» **Brano scelto**:
Accolto con immenso favore al suo sorgere, il pantomimo romano soppiantò in breve ogni altra forma drammatica. Senza dubbio, ciò si deve, in non piccola parte, all'erotismo di cui era tutto pervaso. Gli attori furono idolo di folle e di potenti. Oltre a Pilade, Batillo e Ila, loro contemporaneo, si ricordano Mnestere favorito da Messalina e Paride da Nerone, che poi lo mise a morte, un altro Paride favorito da Domiziano, Apolausto che brillò sotto Traiano. Pantomimi scrissero Lucano e Stazio.

E pari furono i contrasti e lo spregio che suscitarono. Augusto esiliò dall'Italia Pilade e fece flagellare Ila. Sotto Tiberio scoppiarono gravi disordini, in seguito ai quali "le case dei pantomimi furono interdette ai senatori; quando uscivano in pubblico, era proibito ai cavalieri d'accompagnarli; era vietato loro di prodursi altrove che in teatro; ed era data facoltà ai pretori di punire con l'esilio il contegno scandaloso degli spettatori" (Tac., Ann., I, 77).

L'interlocutore moralista del dialogo lucianeo si sdegna di vedere "un uomo effeminato, che in molli vesti e in lascivi canti si vezzeggia, e rappresenta una donnetta innamorata, una di quelle antiche impudicissime, le Fedre, le Partenopi, le Rodopi, e tutto questo a cadenze, a gorgheggi, battute di nacchere con i piedi". In verità, fino al sec. IV d. C., le parti femminili furono sostenute da uomini. Quando nel pantomimo entrarono le donne, non poterono che dilagarne erotismo e immoralità. Pantomima fu quella Teodora che Giustiniano sollevò al trono imperiale. La morale cristiana fu nemica del balletto peccaminoso, come del resto d'ogni altra forma drammatica, e, prevalendo, lo fece scomparire.

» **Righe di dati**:
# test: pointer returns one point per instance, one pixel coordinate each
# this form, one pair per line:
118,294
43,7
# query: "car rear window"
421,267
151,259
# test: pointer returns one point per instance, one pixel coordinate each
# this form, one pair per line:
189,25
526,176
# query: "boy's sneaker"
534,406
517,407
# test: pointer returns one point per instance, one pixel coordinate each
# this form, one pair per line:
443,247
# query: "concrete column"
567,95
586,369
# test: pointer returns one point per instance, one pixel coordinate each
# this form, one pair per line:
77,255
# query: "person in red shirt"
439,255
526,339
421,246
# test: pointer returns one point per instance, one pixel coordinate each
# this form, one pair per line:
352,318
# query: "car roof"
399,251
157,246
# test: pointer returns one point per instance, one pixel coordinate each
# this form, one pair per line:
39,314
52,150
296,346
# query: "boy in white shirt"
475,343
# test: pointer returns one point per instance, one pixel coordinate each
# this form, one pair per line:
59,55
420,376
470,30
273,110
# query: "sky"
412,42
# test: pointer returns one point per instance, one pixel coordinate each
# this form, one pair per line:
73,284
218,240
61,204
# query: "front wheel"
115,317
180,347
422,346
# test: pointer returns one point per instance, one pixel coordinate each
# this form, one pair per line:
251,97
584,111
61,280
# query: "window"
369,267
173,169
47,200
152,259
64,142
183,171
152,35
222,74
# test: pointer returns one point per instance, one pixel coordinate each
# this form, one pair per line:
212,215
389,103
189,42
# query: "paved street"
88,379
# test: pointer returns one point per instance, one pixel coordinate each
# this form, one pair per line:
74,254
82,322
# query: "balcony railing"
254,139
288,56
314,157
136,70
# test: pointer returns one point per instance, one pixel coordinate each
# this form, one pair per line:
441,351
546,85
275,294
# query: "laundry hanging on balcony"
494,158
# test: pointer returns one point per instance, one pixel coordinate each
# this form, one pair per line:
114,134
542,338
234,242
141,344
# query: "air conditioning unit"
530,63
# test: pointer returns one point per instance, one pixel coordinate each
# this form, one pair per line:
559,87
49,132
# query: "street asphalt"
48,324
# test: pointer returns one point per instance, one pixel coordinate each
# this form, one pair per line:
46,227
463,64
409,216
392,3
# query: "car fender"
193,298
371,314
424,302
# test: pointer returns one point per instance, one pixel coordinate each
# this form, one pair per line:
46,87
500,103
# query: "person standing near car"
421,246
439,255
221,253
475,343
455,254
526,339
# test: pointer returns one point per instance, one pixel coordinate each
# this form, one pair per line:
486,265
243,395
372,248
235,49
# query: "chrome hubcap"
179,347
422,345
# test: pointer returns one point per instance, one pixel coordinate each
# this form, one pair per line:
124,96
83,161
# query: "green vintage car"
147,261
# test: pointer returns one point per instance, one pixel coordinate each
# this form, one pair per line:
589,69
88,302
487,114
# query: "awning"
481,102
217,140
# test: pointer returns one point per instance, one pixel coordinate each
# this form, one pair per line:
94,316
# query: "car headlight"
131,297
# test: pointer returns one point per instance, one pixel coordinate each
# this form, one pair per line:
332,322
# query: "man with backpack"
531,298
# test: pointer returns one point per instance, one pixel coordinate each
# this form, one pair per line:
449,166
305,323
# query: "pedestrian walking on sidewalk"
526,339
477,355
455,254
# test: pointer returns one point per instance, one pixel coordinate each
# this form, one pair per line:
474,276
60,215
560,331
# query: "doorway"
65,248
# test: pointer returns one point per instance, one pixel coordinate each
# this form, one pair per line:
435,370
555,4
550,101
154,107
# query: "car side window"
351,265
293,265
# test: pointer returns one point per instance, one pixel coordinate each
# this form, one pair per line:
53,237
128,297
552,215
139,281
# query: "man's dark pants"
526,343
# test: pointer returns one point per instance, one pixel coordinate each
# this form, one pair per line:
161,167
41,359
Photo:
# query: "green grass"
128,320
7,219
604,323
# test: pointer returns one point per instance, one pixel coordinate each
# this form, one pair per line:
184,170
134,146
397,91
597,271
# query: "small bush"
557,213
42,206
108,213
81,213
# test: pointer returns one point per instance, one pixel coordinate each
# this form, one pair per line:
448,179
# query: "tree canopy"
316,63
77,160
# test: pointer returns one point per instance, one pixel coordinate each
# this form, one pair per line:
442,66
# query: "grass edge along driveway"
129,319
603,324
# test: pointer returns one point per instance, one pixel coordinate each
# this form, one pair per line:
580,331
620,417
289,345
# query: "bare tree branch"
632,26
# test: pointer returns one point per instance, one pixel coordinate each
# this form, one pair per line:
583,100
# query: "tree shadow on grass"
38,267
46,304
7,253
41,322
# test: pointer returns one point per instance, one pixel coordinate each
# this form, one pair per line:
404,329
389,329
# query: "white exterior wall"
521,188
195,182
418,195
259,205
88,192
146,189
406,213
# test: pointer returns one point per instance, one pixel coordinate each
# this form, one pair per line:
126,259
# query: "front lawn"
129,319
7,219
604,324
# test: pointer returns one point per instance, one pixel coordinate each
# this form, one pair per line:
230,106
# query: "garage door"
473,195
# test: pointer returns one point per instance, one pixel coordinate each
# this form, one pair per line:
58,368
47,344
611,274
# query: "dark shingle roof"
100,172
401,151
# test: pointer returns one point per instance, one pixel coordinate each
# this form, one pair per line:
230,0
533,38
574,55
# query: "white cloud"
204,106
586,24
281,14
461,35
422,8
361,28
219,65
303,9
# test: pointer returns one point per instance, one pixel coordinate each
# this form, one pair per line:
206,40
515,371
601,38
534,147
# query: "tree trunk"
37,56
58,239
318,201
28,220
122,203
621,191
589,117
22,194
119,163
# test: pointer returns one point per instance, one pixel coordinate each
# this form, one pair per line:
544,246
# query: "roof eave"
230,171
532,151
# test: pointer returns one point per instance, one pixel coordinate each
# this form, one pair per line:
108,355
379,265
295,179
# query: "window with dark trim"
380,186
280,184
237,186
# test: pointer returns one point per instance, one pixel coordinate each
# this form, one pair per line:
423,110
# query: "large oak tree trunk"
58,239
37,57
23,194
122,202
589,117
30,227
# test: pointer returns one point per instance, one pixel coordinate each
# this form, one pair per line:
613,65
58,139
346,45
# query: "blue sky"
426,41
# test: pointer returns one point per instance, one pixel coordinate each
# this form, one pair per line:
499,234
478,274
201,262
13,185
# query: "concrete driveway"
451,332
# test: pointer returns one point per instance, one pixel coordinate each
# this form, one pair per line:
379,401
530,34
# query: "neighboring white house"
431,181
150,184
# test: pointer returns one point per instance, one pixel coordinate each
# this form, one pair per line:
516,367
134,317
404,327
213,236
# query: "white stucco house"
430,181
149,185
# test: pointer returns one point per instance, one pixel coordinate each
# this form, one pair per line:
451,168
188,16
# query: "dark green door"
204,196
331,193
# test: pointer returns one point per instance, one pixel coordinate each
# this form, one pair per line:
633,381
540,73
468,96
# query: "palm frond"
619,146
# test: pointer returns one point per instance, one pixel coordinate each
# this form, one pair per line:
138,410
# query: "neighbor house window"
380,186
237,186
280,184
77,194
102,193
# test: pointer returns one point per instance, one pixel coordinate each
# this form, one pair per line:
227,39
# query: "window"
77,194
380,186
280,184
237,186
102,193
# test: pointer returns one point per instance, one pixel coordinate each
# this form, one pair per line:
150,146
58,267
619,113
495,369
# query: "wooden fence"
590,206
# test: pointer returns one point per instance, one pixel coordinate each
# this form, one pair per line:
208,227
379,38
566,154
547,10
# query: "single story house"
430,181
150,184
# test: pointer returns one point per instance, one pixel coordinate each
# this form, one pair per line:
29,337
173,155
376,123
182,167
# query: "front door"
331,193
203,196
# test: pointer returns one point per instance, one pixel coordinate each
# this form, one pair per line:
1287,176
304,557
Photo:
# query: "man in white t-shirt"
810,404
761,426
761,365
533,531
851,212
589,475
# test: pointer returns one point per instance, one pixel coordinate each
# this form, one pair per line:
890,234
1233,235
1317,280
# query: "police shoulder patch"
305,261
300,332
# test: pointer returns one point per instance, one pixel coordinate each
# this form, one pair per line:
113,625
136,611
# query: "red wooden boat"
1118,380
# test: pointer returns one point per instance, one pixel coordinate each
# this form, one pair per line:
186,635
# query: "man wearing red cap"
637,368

» **Compiti richiesti**:
[1] Ricopia dal brano sul pantomimo romano il tratto che va da "E pari furono" fino a "Ann., I, 77).".
[2] Secondo il brano sul pantomimo romano, fino a quale secolo le parti femminili furono sostenute da uomini?
[3] Continua il brano sul pantomimo romano partendo dopo la sua ultima frase.

» **Risultati per compito**:
[1]
E pari furono i contrasti e lo spregio che suscitarono. Augusto esiliò dall'Italia Pilade e fece flagellare Ila. Sotto Tiberio scoppiarono gravi disordini, in seguito ai quali "le case dei pantomimi furono interdette ai senatori; quando uscivano in pubblico, era proibito ai cavalieri d'accompagnarli; era vietato loro di prodursi altrove che in teatro; ed era data facoltà ai pretori di punire con l'esilio il contegno scandaloso degli spettatori" (Tac., Ann., I, 77).

[2] Fino al IV secolo d. C.

[3]
Medioevo ed età moderna. - La pantomima si ritrova alle origini del melodramma, nelle primitive azioni sceniche che precedettero la sacra rappresentazione, via via sviluppandosi, o in dipendenza di quello, innestata nell'azione drammatica a guisa d'intermezzo, o facente parte a sé stante di uno spettacolo teatrale. Le pantomime con musica, per lo più d'argomento mitologico o cavalleresco, con allusioni simboliche agli alti personaggi in onore dei quali venivano rappresentate, erano già molto diffuse nel sec. XV presso le corti d'Italia e di Francia, presentando fin d'allora quei caratteri fondamentali che poi hanno conservato nell'epoca moderna sotto il nome di ballo o balletto.

Elementi costitutivi delle pantomime furono in Francia quelle Momeries, Entremets, Moresques, Tournois, che precedettero la Mascarade del sec. XVI, e in Italia i Trionfi, le Mascherate, gli Intermezzi; spettacoli concepiti, con lusso di fantasiose coreografie e decorazioni sceniche, nella magnificenza delle corti principesche. La più complessa e fastosa espressione a cui giunse questo genere fu, attraverso le varie derivazioni, Le Ballet comique de la Reyne, ideato e allestito dall'italiano Baltazarini e rappresentato a Versailles nel 1581. Appunto alla corte di Francia la pantomima ebbe gran voga, e in una forma tutta speciale; non solo la più eletta nobiltà, ma i re stessi, come Luigi XIII e Luigi XIV, si compiacevano prendere parte all'esecuzione.

Nelle opere di Lulli la pantomima occupa tutta una parte, si può dire quasi indipendente dal resto dell'opera e generalmente il prologo, di carattere allegorico e allusivo agli avvenimenti più recenti della vita militare o galante del re. Ma all'azione mimica sono ancora sovrapposte parti di canto (arie, duetti, cori), così come nelle comedies-ballets dello stesso Lulli. Si deve a J.-G. Noverre (1727-1810), maestro di ballo e direttore delle feste alla corte di Francia, l'avere ricondotto la pantomima ai suoi caratteri più tipici ed essenziali, escludendo del tutto la parola sia cantata che recitata.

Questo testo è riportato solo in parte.